**THE REQUEST**
Locate every line below that contains the word "wall", and reproduce each such line in full.

**RECORD LIST**
□ □ □ □
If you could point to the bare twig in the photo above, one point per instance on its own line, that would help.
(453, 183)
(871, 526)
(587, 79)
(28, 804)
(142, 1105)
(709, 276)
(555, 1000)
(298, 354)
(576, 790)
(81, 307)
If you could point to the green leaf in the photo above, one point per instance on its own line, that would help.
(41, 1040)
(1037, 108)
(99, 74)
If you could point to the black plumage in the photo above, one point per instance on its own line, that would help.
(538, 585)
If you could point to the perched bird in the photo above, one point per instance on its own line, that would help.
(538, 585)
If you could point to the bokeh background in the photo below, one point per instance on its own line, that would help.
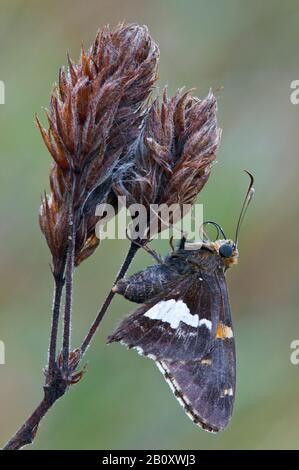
(251, 50)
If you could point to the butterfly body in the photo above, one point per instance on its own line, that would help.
(184, 325)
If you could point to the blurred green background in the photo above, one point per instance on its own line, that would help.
(251, 50)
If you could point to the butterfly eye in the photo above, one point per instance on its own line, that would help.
(226, 250)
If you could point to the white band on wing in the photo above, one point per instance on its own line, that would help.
(176, 311)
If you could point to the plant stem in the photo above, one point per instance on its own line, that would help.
(68, 292)
(26, 434)
(58, 289)
(94, 327)
(59, 383)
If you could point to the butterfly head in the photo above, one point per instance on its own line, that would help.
(227, 250)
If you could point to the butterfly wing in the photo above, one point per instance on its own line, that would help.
(179, 324)
(206, 387)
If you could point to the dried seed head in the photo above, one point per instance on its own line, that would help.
(95, 115)
(174, 154)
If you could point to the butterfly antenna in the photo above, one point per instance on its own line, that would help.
(247, 200)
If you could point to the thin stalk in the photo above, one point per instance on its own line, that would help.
(58, 289)
(68, 293)
(94, 327)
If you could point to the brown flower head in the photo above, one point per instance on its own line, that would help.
(174, 153)
(95, 114)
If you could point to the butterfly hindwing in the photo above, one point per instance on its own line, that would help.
(187, 329)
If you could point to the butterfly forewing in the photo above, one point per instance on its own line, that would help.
(186, 328)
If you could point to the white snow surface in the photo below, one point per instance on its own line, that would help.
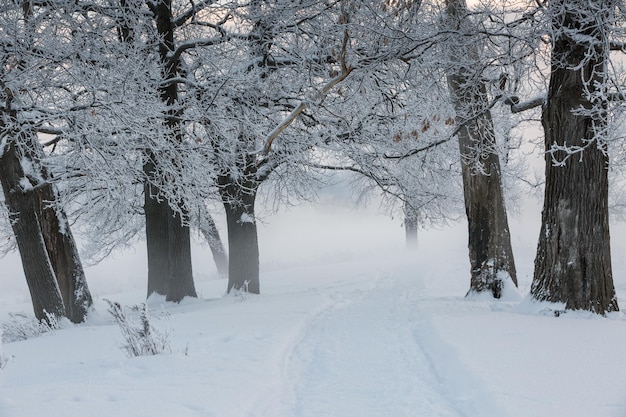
(367, 334)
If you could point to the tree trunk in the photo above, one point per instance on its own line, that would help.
(410, 226)
(157, 213)
(243, 246)
(181, 283)
(207, 227)
(20, 200)
(167, 231)
(573, 263)
(490, 250)
(63, 255)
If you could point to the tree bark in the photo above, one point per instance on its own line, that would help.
(167, 231)
(157, 215)
(410, 226)
(21, 203)
(573, 263)
(63, 255)
(490, 250)
(207, 227)
(181, 283)
(243, 245)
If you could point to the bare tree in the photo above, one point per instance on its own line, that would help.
(49, 254)
(573, 263)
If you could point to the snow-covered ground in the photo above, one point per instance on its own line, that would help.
(348, 324)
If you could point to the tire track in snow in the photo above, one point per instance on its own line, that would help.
(361, 358)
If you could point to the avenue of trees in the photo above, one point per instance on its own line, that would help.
(123, 120)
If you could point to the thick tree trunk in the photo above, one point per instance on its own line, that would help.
(207, 227)
(410, 226)
(169, 250)
(157, 213)
(243, 246)
(167, 234)
(181, 283)
(20, 200)
(490, 250)
(573, 263)
(63, 255)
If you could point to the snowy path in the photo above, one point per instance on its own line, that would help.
(364, 357)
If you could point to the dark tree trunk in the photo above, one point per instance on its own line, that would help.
(207, 227)
(573, 263)
(243, 246)
(410, 226)
(63, 255)
(490, 250)
(21, 203)
(167, 231)
(181, 283)
(157, 215)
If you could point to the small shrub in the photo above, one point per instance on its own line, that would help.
(21, 327)
(142, 338)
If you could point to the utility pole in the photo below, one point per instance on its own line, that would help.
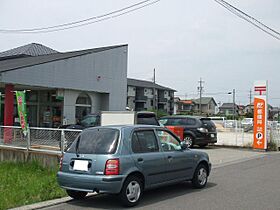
(154, 90)
(200, 89)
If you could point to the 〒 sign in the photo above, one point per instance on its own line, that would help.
(260, 115)
(22, 110)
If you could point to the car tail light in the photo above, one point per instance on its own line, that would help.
(203, 130)
(112, 167)
(60, 163)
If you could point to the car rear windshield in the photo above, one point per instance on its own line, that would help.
(96, 141)
(147, 119)
(174, 121)
(208, 122)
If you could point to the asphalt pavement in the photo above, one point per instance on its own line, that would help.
(250, 183)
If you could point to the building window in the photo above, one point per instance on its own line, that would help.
(83, 106)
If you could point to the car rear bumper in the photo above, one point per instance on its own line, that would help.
(90, 183)
(205, 140)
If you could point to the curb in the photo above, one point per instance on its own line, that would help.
(43, 204)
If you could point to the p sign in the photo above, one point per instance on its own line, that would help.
(260, 116)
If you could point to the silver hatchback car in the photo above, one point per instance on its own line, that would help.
(126, 160)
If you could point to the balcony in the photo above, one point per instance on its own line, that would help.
(141, 98)
(162, 100)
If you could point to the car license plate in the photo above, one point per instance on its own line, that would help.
(80, 165)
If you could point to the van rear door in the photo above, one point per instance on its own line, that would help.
(147, 118)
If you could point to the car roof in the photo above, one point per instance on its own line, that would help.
(126, 126)
(183, 116)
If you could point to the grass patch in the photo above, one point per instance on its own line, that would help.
(26, 183)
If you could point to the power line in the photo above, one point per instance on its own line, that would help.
(84, 22)
(249, 19)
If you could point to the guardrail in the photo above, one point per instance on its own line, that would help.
(37, 139)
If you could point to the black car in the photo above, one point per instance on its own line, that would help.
(197, 130)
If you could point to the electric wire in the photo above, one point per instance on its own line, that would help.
(84, 22)
(251, 20)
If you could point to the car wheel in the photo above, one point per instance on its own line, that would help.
(188, 139)
(131, 191)
(202, 145)
(78, 195)
(200, 176)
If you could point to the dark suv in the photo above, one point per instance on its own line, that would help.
(197, 130)
(93, 120)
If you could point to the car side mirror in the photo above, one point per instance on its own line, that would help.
(184, 145)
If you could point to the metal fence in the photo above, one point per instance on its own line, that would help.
(234, 133)
(56, 140)
(41, 139)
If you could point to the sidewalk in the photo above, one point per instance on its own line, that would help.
(219, 157)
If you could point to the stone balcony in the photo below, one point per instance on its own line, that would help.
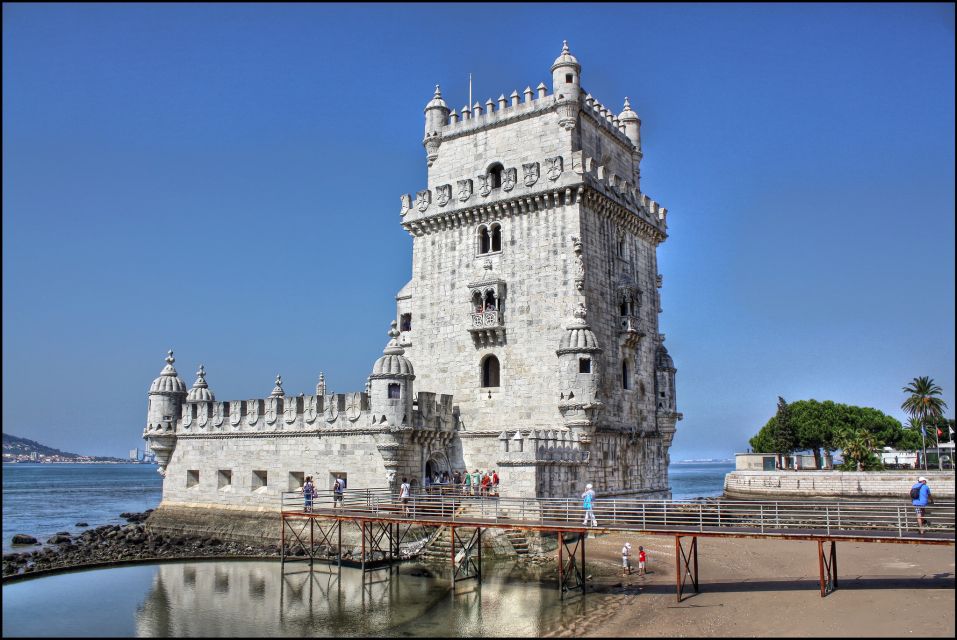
(488, 328)
(629, 329)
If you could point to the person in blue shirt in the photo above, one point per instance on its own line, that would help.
(921, 501)
(587, 498)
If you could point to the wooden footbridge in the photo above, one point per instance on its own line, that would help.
(384, 524)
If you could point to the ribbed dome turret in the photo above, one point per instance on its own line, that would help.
(437, 102)
(168, 382)
(627, 115)
(200, 391)
(663, 361)
(392, 363)
(566, 59)
(578, 337)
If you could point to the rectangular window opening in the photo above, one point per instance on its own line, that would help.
(260, 479)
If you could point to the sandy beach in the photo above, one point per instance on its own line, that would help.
(770, 588)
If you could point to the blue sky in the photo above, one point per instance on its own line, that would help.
(224, 179)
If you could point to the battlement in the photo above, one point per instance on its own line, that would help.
(340, 411)
(530, 189)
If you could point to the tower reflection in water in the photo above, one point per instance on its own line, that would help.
(259, 598)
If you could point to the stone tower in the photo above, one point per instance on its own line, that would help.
(533, 214)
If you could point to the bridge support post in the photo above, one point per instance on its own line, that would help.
(827, 564)
(686, 565)
(571, 570)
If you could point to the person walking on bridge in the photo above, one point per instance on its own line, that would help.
(587, 498)
(920, 493)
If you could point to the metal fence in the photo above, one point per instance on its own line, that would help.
(448, 504)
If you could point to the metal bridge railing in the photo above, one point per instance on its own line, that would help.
(449, 504)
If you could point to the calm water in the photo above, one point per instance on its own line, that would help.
(256, 598)
(41, 499)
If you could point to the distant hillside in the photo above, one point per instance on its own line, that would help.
(14, 447)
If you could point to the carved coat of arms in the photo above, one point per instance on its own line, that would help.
(310, 410)
(272, 410)
(252, 412)
(218, 415)
(235, 413)
(531, 171)
(553, 167)
(465, 190)
(290, 409)
(354, 406)
(423, 199)
(509, 178)
(485, 184)
(332, 408)
(443, 194)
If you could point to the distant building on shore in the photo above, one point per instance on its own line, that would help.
(531, 318)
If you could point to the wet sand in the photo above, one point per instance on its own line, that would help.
(769, 588)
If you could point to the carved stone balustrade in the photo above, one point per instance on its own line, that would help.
(629, 329)
(488, 328)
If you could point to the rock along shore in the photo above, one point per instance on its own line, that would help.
(112, 543)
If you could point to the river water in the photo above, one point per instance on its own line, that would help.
(260, 598)
(41, 499)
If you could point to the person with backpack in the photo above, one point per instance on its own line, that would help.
(587, 498)
(405, 492)
(308, 493)
(626, 559)
(337, 490)
(920, 497)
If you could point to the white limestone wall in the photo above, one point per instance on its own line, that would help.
(517, 135)
(605, 270)
(834, 484)
(279, 456)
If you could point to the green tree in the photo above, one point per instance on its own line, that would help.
(924, 404)
(784, 438)
(817, 426)
(858, 446)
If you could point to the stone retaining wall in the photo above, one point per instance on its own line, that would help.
(760, 485)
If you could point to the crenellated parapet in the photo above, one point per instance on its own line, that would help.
(544, 184)
(541, 447)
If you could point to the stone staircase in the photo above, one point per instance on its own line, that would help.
(518, 540)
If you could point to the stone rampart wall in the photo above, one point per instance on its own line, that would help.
(834, 484)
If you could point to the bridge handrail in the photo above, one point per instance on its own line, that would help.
(829, 517)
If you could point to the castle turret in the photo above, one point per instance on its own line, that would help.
(566, 85)
(632, 124)
(200, 391)
(666, 407)
(436, 117)
(166, 397)
(391, 385)
(579, 374)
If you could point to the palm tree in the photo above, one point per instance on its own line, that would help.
(924, 405)
(857, 446)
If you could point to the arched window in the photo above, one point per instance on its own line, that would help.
(490, 372)
(495, 175)
(484, 239)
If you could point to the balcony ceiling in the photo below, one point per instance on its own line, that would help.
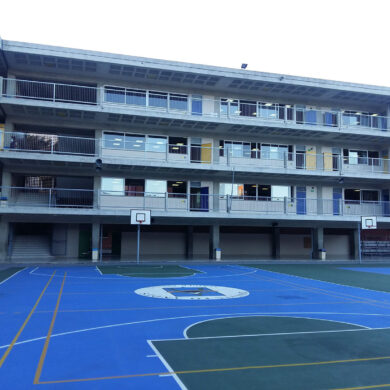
□ □ □ □
**RESPONSE TO THE TASK**
If you could point to the white limestone wall in the photo above, one point per instance on its own line, that would help.
If you could point to the stone retaining wall in the photo above, one point per instance on its own line, that would help.
If you could point to the stone rampart wall in the photo above, one point per instance on its own line, that would help.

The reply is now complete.